(Source document):
+++++

# Polars Notebook — Unsolved

CheatSheet: https://franzdiebold.github.io/polars-cheat-sheet/Polars_cheat_sheet.pdf

## 0. Setup — Working at Scale

We are now working with **larger datasets**.

Goal:
- Understand lazy execution
- Optimize query plans
- Work with joins, windows and multi-step pipelines

We generate:
- `products`: small dimension table
- `sales`: large fact table

Data is persisted to Parquet to enable **scan_parquet**.


In [None]:
import polars as pl
import polars.selectors as cs
from datetime import datetime

In [None]:
# ----------------------------
# Dataset sizes
# ----------------------------
N_SALES = 300_000
N_PRODUCTS = 2_000

cities = ["Valencia", "Madrid", "Sevilla", "Bilbao", "Barcelona"]
categories = ["Electronics", "Fashion", "Home", "Sports", "Toys"]


In [None]:
# ----------------------------
# Products dimension
# ----------------------------
products = pl.DataFrame({
    "product_id": pl.int_range(1, N_PRODUCTS + 1, eager=True),
    "category": [categories[i % len(categories)] for i in range(N_PRODUCTS)],
    "is_discontinued": (pl.int_range(1, N_PRODUCTS + 1, eager=True) % 40 == 0),
})

products.write_parquet("products.parquet")

In [None]:
print("Products — sample")
products.head(10)

Products — sample


product_id,category,is_discontinued
i64,str,bool
1,"""Electronics""",False
2,"""Fashion""",False
3,"""Home""",False
4,"""Sports""",False
5,"""Toys""",False
6,"""Electronics""",False
7,"""Fashion""",False
8,"""Home""",False
9,"""Sports""",False
10,"""Toys""",False


In [None]:
# ----------------------------
# Sales fact table
# ----------------------------
sales = pl.DataFrame({
    "sale_id": pl.int_range(1, N_SALES + 1, eager=True),
    "product_id": (pl.int_range(1, N_SALES + 1, eager=True) * 37 % (N_PRODUCTS + 200)) + 1,
    "user_id": (pl.int_range(1, N_SALES + 1, eager=True) * 13) % 50_000,
    "units": (pl.int_range(1, N_SALES + 1, eager=True) * 7 % 5) + 1,
    "city": [cities[i % len(cities)] for i in range(N_SALES)],
    "has_discount": (pl.int_range(1, N_SALES + 1, eager=True) % 10 == 0),
    "ts": pl.datetime_range(
        datetime(2025, 1, 1),
        datetime(2025, 3, 31),
        interval="1s",
        eager=True,
    )[:N_SALES],
})

+++++

(Records for this exercise):

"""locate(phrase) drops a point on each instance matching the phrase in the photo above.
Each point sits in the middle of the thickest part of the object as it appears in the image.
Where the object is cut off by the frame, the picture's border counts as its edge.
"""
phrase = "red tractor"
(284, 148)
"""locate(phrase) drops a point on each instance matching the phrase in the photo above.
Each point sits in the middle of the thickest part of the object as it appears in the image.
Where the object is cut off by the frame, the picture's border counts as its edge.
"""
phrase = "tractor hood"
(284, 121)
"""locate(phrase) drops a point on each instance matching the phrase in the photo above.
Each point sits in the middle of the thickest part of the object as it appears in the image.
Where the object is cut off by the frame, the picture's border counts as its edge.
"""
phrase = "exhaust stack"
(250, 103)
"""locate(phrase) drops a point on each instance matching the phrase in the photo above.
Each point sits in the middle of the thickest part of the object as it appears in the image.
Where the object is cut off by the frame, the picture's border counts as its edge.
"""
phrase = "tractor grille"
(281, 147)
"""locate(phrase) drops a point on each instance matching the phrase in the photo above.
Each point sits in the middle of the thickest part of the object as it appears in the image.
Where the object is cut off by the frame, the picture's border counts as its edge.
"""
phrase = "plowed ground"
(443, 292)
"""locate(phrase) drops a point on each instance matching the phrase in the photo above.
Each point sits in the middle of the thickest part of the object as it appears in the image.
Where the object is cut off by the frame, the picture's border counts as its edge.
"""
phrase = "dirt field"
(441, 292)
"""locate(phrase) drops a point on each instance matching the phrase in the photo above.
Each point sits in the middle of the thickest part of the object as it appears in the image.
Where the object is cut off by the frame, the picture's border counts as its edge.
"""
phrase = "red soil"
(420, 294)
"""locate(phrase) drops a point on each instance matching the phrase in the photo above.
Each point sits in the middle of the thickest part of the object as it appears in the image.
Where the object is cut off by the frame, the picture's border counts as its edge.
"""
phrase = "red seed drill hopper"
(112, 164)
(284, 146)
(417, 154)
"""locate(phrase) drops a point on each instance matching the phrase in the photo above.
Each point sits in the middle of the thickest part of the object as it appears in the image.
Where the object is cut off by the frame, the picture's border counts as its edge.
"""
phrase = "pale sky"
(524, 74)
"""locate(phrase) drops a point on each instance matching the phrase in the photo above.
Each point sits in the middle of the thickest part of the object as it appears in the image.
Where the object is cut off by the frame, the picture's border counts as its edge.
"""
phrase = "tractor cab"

+++++

(Tasks to carry out):
1. Pull out every line of the records that contains the string "tractor", treating uppercase and lowercase letters as different.
2. Extend the Polars notebook, picking up right after its last line.

(Answers for this exercise):
1.
phrase = "red tractor"
phrase = "tractor hood"
phrase = "tractor grille"
phrase = "tractor cab"

2.
sales = sales.with_columns(
    (pl.col("units") * ((pl.col("sale_id") % 200) + 5)).alias("gross_value")
)

sales.write_parquet("sales.parquet")


In [None]:
print("Sales — sample")
sales.head(10)


Sales — sample


sale_id,product_id,user_id,units,city,has_discount,ts,gross_value
i64,i64,i64,i64,str,bool,datetime[μs],i64
1,38,13,3,"""Valencia""",False,2025-01-01 00:00:00,18
2,75,26,5,"""Madrid""",False,2025-01-01 00:00:01,35
3,112,39,2,"""Sevilla""",False,2025-01-01 00:00:02,16
4,149,52,4,"""Bilbao""",False,2025-01-01 00:00:03,36
5,186,65,1,"""Barcelona""",False,2025-01-01 00:00:04,10
6,223,78,3,"""Valencia""",False,2025-01-01 00:00:05,33
7,260,91,5,"""Madrid""",False,2025-01-01 00:00:06,60
8,297,104,2,"""Sevilla""",False,2025-01-01 00:00:07,26
9,334,117,4,"""Bilbao""",False,2025-01-01 00:00:08,56
10,371,130,1,"""Barcelona""",True,2025-01-01 00:00:09,15


## 1. Lazy Pipeline Optimization

Build a lazy pipeline that:
- filters data
- creates derived columns
- aggregates results
- sorts output

Then inspect the execution plan with `explain()`.


In [None]:
# TODO:
# 1) scan sales.parquet lazily
# 2) filter rows with high gross_value (> 1000)
# 3) create net_value applying a 10% discount when needed
# 4) group by city
# 5) aggregate:
#    - number of orders
#    - total revenue
# 6) sort by revenue descending
# 7) inspect the execution plan

lazy_sales = pl.scan_parquet("sales.parquet")

pipeline = (
    lazy_sales
    # TODO: filter by gross_value
    # TODO: create net_value column
    # TODO: group by city
    # TODO: aggregate orders and revenue
    # TODO: sort by revenue
)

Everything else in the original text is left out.